== Extract provided
COLUMN TABLE "aa.forecast.db.data::CashFlows_extrapredictors" (
    "signal_time"               DATE CS_DAYDATE NOT NULL,
    "WorkingDaysIndices"        INTEGER CS_INT,
    "ReverseWorkingDaysIndices" INTEGER CS_INT,
    "MondayMonthInd"            INTEGER CS_INT,
    "TuesdayMonthInd"           INTEGER CS_INT,
    "WednesdayMonthInd"         INTEGER CS_INT,
    "ThursdayMonthInd"          INTEGER CS_INT,
    "FridayMonthInd"            INTEGER CS_INT,
    "BeforeLastMonday"          INTEGER CS_INT,
    "LastMonday"                INTEGER CS_INT,
    "BeforeLastTuesday"         INTEGER CS_INT,
    "LastTuesday"               INTEGER CS_INT,
    "BeforeLastWednesday"       INTEGER CS_INT,
    "LastWednesday"             INTEGER CS_INT,
    "BeforeLastThursday"        INTEGER CS_INT,
    "LastThursday"              INTEGER CS_INT,
    "BeforeLastFriday"          INTEGER CS_INT,
    "LastFriday"                INTEGER CS_INT,
    "Last5WDaysInd"             INTEGER CS_INT,
    "Last5WDays"                INTEGER CS_INT,
    "Last4WDaysInd"             INTEGER CS_INT,
    "Last4WDays"                INTEGER CS_INT,
    "LastWMonth"                INTEGER CS_INT,
    "BeforeLastWMonth"          INTEGER CS_INT,
    "signal_value"              DOUBLE CS_DOUBLE,
    PRIMARY KEY (
        "signal_time"
    )
);

Save the file using the save icon from the menu.

Create a new file named KxDesc_CashFlows_extrapredictors.hdbtable in the forecast/db/src/data folder.

This is the full path of the created file:

forecast/db/src/data/KxDesc_CashFlows_extrapredictors.hdbtable

Paste the following content:

COLUMN TABLE "aa.forecast.db.data::KxDesc_CashFlows_extrapredictors" (
    "RANK"          INTEGER CS_INT,
    "NAME"          VARCHAR(255),
    "STORAGE"       VARCHAR(20),
    "VALUETYPE"     VARCHAR(20),
    "KEYLEVEL"      INTEGER CS_INT,
    "ORDERLEVEL"    INTEGER CS_INT,
    "MISSINGSTRING" VARCHAR(255),
    "GROUPNAME"     VARCHAR(255),
    "DESCRIPTION"   VARCHAR(255),
    "OID"           VARCHAR(50),
    PRIMARY KEY (
        "RANK"
    )
);

Save the file using the save icon from the menu.
====
- [Problem a]: In the extract provided, what is the full path of the file to be created?
== Given information
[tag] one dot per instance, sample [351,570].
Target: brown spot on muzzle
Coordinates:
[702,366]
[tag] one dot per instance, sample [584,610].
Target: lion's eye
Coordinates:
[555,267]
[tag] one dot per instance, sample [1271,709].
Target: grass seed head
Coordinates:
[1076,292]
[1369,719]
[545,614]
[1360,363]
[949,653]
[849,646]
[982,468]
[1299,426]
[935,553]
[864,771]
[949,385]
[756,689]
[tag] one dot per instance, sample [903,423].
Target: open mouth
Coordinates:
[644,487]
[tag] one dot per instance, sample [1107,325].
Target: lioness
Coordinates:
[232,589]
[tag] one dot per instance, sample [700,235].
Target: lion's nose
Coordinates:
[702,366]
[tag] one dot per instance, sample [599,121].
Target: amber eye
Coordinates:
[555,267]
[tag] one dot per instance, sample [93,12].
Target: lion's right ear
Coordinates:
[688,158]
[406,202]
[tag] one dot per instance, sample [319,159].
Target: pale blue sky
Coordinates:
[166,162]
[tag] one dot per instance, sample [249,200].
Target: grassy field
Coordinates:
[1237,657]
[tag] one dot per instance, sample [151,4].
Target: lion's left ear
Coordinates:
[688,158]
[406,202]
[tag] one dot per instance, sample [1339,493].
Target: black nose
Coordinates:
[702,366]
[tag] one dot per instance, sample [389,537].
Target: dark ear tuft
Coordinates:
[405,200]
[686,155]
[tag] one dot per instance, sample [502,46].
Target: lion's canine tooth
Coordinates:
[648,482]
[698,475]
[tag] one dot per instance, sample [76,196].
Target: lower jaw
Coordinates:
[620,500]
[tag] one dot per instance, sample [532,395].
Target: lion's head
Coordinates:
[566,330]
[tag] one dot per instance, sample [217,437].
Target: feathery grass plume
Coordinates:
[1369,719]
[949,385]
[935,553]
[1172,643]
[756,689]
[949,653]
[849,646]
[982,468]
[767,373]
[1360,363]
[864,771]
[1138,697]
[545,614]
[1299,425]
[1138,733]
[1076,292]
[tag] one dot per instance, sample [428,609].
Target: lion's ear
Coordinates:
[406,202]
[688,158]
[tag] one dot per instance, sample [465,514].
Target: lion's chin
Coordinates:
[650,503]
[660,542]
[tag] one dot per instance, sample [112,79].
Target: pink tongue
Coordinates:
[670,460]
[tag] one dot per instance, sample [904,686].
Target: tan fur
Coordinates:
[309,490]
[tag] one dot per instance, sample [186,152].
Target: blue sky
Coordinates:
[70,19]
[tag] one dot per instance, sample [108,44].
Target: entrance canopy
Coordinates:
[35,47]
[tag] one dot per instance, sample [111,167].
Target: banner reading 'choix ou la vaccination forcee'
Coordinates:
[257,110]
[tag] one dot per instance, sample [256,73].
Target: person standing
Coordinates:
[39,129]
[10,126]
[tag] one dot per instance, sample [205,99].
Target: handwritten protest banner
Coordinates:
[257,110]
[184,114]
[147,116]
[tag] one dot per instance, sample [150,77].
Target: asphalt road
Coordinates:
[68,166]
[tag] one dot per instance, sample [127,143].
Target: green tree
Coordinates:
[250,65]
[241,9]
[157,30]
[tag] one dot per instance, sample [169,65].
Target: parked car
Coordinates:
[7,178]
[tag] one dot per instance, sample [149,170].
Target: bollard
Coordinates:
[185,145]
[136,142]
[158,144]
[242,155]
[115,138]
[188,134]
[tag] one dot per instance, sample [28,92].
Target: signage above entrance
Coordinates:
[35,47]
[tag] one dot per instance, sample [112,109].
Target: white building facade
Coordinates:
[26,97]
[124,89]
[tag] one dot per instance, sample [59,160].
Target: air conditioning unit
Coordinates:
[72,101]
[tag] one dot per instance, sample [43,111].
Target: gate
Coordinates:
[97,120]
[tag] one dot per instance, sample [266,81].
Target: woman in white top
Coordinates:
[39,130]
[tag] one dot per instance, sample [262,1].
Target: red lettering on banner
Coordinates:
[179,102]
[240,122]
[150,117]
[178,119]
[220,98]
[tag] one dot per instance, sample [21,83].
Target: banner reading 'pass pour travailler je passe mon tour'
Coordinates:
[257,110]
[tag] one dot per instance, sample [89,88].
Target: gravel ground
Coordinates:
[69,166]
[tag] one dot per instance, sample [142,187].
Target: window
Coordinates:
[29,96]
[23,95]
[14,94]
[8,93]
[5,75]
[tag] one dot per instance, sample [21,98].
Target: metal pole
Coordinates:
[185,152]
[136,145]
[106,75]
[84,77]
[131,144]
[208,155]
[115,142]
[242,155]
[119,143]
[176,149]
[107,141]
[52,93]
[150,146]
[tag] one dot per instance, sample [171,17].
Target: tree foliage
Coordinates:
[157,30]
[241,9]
====
- [Problem b]: Display each line of the rows above that contains the string "entrance". Case counts.

- [Written solution a]: forecast/db/src/data/KxDesc_CashFlows_extrapredictors.hdbtable

- [Written solution b]:
Target: entrance canopy
Target: signage above entrance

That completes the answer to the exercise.